• Records from a data collection:
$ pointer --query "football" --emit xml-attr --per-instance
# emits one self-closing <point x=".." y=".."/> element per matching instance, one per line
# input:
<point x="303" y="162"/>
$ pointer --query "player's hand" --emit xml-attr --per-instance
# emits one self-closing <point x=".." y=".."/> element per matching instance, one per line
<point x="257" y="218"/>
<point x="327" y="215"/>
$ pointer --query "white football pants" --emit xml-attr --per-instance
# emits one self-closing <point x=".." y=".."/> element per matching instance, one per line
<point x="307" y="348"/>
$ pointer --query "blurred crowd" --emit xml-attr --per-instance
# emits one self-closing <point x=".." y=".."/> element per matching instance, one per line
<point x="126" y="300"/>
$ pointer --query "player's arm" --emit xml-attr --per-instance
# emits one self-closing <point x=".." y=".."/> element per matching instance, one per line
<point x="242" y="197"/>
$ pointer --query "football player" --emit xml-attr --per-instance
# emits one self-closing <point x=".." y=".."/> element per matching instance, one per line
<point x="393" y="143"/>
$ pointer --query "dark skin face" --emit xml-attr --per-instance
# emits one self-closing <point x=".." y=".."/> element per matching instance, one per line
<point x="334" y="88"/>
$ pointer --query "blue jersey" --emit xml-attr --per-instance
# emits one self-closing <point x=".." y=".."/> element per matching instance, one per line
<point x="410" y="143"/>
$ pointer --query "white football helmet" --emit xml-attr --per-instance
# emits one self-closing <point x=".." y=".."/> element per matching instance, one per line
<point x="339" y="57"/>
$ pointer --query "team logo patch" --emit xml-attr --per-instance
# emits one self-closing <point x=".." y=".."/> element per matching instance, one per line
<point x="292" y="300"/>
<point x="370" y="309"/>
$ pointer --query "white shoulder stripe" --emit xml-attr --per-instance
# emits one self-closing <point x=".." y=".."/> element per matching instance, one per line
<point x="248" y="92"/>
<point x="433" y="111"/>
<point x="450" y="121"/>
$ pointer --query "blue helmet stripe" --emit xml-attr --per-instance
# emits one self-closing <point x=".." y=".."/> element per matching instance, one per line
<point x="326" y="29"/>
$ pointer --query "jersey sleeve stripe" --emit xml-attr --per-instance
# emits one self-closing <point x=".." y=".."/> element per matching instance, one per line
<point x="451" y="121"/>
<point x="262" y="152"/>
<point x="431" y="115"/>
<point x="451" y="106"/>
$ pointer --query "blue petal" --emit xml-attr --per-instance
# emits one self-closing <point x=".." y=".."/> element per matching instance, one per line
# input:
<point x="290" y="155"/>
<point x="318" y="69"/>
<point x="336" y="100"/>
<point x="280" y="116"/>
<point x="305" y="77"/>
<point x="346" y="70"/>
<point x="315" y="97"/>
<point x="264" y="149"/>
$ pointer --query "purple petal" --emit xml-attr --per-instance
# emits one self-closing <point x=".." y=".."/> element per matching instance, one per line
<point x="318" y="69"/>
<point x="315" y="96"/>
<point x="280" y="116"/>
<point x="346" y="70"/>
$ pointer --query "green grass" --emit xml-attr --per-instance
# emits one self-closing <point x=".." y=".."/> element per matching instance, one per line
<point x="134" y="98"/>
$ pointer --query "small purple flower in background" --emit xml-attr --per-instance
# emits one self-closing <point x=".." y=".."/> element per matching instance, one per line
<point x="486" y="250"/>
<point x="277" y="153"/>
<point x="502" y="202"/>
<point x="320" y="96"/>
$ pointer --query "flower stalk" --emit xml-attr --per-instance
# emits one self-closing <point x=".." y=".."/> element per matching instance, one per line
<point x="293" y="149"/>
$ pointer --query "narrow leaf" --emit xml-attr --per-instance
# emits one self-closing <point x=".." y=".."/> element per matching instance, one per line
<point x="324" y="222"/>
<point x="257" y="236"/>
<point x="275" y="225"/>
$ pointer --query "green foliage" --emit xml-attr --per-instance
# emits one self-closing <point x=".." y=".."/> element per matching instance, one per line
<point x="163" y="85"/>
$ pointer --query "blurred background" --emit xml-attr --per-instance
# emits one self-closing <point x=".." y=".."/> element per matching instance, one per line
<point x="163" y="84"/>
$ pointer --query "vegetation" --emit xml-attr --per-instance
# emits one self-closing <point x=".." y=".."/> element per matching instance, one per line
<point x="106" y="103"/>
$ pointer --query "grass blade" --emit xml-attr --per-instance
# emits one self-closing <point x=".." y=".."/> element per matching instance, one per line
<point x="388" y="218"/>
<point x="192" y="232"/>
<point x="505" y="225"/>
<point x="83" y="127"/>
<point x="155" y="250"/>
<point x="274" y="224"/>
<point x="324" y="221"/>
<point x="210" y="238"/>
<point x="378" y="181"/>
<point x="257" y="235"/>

• TO DO:
Your task is to repeat the data exactly; please include every line.

• TASK OUTPUT:
$ pointer --query "football" --emit xml-attr --per-instance
# emits one self-closing <point x=".." y=".."/> element per matching instance, one per line
# input:
<point x="303" y="162"/>
$ pointer --query "player's hand" --emit xml-attr --per-instance
# emits one self-closing <point x=".." y=".."/> element per matching instance, one per line
<point x="257" y="218"/>
<point x="327" y="215"/>
$ pointer --query "white football pants" --emit xml-attr --per-instance
# emits one self-closing <point x=".." y=".."/> element per matching instance, one per line
<point x="307" y="348"/>
$ pointer --query "blurred crowd" --emit xml-attr --per-instance
# emits one self-closing <point x=".." y=".."/> element per matching instance, one per line
<point x="126" y="300"/>
$ pointer --query "player's arm" --emit xml-attr --per-instance
# emits one self-closing <point x=".." y=".."/> element per matching instance, one per line
<point x="242" y="197"/>
$ pointer --query "football player" --emit xml-attr --per-instance
# emits one self-closing <point x=".." y=".."/> element per matching instance, one per line
<point x="393" y="143"/>
$ pointer --query "dark skin face" --emit xml-attr --per-instance
# emits one self-closing <point x=".." y=".."/> element per matching instance, one per line
<point x="334" y="88"/>
$ pointer --query "blue jersey" --emit xml-attr --per-instance
# emits one self-closing <point x=".." y=".."/> element per matching instance, one per line
<point x="410" y="143"/>
$ pointer --query "white football helmet" --emit xml-attr --per-instance
# emits one self-closing <point x=".." y=".."/> element per matching instance, one per line
<point x="339" y="57"/>
$ pointer --query "team logo patch" --emit xml-attr --per-instance
# emits one self-closing <point x=".." y=".."/> element per matching instance, one per line
<point x="292" y="300"/>
<point x="370" y="309"/>
$ pointer --query "white shoulder stripe" --emit xml-attr --per-instance
# emits one self-closing <point x=".." y=".."/> element per matching instance, one per line
<point x="248" y="92"/>
<point x="433" y="111"/>
<point x="450" y="121"/>
$ pointer --query "blue helmet stripe" --emit xml-attr --per-instance
# emits one self-closing <point x=".." y=".."/> element per matching instance, one per line
<point x="326" y="29"/>
$ pointer --query "jersey sleeve stripe" --emit xml-attr --per-instance
# emits one self-closing <point x=".." y=".."/> element per matching instance, one per line
<point x="451" y="121"/>
<point x="262" y="152"/>
<point x="431" y="115"/>
<point x="451" y="106"/>
$ pointer --query "blue petal" --emit xml-attr --per-instance
# emits one self-closing <point x=".." y=".."/> element per matching instance, one per line
# input:
<point x="290" y="155"/>
<point x="318" y="69"/>
<point x="336" y="100"/>
<point x="280" y="116"/>
<point x="305" y="77"/>
<point x="346" y="70"/>
<point x="315" y="97"/>
<point x="264" y="149"/>
$ pointer --query "purple petal" --emit xml-attr --per-instance
# emits one self-closing <point x=".." y=".."/> element per matching instance, one per line
<point x="318" y="69"/>
<point x="315" y="96"/>
<point x="280" y="116"/>
<point x="346" y="70"/>
$ pointer --query "green grass" --emit xml-attr --per-instance
# emits one self-closing <point x=".." y=".."/> element per matching instance, one per line
<point x="134" y="98"/>
$ pointer --query "small purple flower in background" --emit xml-attr --per-instance
# emits one self-closing <point x=".." y=".."/> element per matching instance, one per line
<point x="486" y="250"/>
<point x="277" y="153"/>
<point x="502" y="202"/>
<point x="320" y="96"/>
$ pointer --query "flower stalk" --emit xml-attr --per-instance
# emits one self-closing <point x=".." y=".."/> element per matching instance, one per line
<point x="293" y="149"/>
$ pointer --query "narrow leaf" --emit xml-attr --per-instance
# emits one self-closing <point x=".." y=".."/> element per matching instance, one per line
<point x="324" y="222"/>
<point x="257" y="236"/>
<point x="275" y="225"/>
$ pointer --query "green foliage" --emit xml-attr --per-instance
# emits one self-closing <point x=".." y=".."/> element per matching instance, one per line
<point x="163" y="85"/>
$ pointer --query "blurred background" --emit xml-attr --per-instance
# emits one self-closing <point x=".." y=".."/> element per matching instance, one per line
<point x="163" y="84"/>
$ pointer --query "vegetation" --emit xml-attr --per-instance
# emits one self-closing <point x=".." y=".."/> element per matching instance, one per line
<point x="106" y="103"/>
$ pointer --query "grass blade" --emit xml-attr --per-instance
# emits one self-closing <point x=".." y=".."/> element per matching instance, one per line
<point x="388" y="218"/>
<point x="192" y="232"/>
<point x="505" y="225"/>
<point x="83" y="127"/>
<point x="155" y="250"/>
<point x="274" y="224"/>
<point x="324" y="221"/>
<point x="210" y="238"/>
<point x="378" y="181"/>
<point x="257" y="235"/>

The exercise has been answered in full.